When visiting John Brooks’s studio on Lytle Street, one must pass through several rooms before arriving at the inner sanctum of Brooks’s creative practice. First, one enters the ground floor of the Lytle Street building, an industrial warehouse in the Portland neighborhood of Louisville. Then, up the stairs to the second floor, one finds a cluster of different studio spaces occupied by the loose collective of artists who, like Brooks, occupy Lytle Street, among them Letitia Quesenberry, Chris Radtke, Denise Furnish, Dominic Guarnaschelli, Rosalie Rosenthal, and Jacob Heustis. Through a foyer of second-hand furniture and down the hall, there is a door to the first location of Quappi Projects.
Brooks founded this gallery in 2017 with the aim of furthering the artistic conversation amongst artists and art-lovers in Louisville. Named after the affectionate nickname of painter Max Beckmann’s second wife Quappi (a derivation of Kaulquappe, German for “tadpole”), Quappi Projects hosted numerous exhibitions at Lytle Street before moving during the summer of 2019 to its current space on Market Street. Brooks now operates Quappi Projects out of Market Street and continues his studio practice on Lytle. There, tucked within the bright, white-walled space of the former Quappi Projects, one finds a curtain. And behind that curtain is Brooks’s studio: an enclave for his paintings, collages, easels, and gathered sources of inspiration.
As an artist Brooks is at home with the unknown, the ambiguous, the subtle, and the fleeting. His education had various chapters, from studying politics at the University at Charleston, to studying art at the Central St. Martins College of Art & Design and the Hampstead School of Art while living in London, England. The most lasting conceptual impact, however, came from his time spent visiting Berlin over the years and a summer spent studying under the figurative painter Norbert Bisky in 2015 at Berlin’s AUTOCENTER Summer Academy. Brooks’s admiration for Germanic artistic influences and Germany’s sensitivity to its own dark history finds its way into many aspects of his practice. He often returns to the Max Beckmann quote: “All important things in art have always originated from the deepest feeling about the mystery of Being.” He explains, “I came across that quote some years ago and it stuck with me because that is how I look at the world. We understand a lot, but there is also so much that we don’t understand. Or can’t comprehend…I aim to imbue my work with that sense of unknowing. My creative impulses come from that place, and from a place of longing or missing. There’s a great German word for this feeling: Sehnsucht.”

▸ **DATASET**
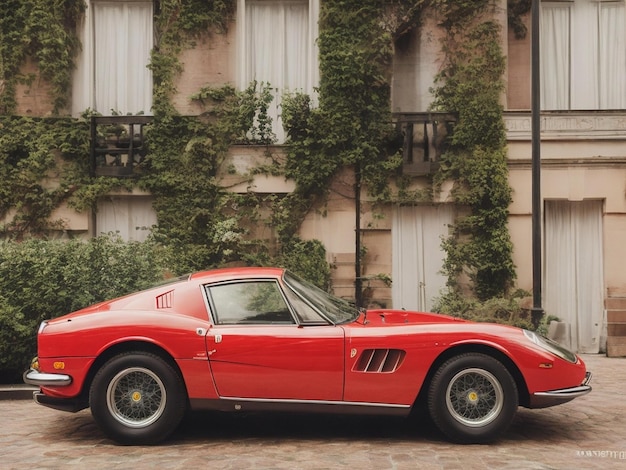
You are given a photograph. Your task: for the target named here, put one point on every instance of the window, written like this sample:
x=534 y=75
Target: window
x=258 y=302
x=112 y=73
x=583 y=55
x=277 y=47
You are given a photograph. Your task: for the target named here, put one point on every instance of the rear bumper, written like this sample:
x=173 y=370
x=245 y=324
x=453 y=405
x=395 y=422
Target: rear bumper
x=40 y=379
x=556 y=397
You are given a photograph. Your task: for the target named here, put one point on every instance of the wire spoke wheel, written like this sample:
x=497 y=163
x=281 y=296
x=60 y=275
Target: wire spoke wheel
x=474 y=397
x=136 y=397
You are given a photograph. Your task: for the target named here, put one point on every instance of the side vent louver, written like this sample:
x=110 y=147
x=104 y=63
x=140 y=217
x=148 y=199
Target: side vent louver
x=379 y=360
x=165 y=300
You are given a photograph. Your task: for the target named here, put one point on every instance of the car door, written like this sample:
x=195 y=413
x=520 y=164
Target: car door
x=258 y=350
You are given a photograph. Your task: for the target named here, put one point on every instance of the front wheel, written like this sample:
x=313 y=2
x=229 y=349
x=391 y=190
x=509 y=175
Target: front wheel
x=472 y=398
x=137 y=398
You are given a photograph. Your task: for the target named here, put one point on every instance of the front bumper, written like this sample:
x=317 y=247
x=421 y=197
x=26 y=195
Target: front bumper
x=556 y=397
x=41 y=379
x=63 y=404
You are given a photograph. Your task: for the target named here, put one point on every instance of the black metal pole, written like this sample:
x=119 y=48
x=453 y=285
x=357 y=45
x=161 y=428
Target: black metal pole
x=537 y=311
x=358 y=281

▸ **GIVEN INSTRUCTION**
Can you return the stretch from "When visiting John" through "of Quappi Projects." of the article on John Brooks, copied word for word? The data stands apart from the article on John Brooks.

▸ **SOLUTION TO THIS EXERCISE**
When visiting John Brooks’s studio on Lytle Street, one must pass through several rooms before arriving at the inner sanctum of Brooks’s creative practice. First, one enters the ground floor of the Lytle Street building, an industrial warehouse in the Portland neighborhood of Louisville. Then, up the stairs to the second floor, one finds a cluster of different studio spaces occupied by the loose collective of artists who, like Brooks, occupy Lytle Street, among them Letitia Quesenberry, Chris Radtke, Denise Furnish, Dominic Guarnaschelli, Rosalie Rosenthal, and Jacob Heustis. Through a foyer of second-hand furniture and down the hall, there is a door to the first location of Quappi Projects.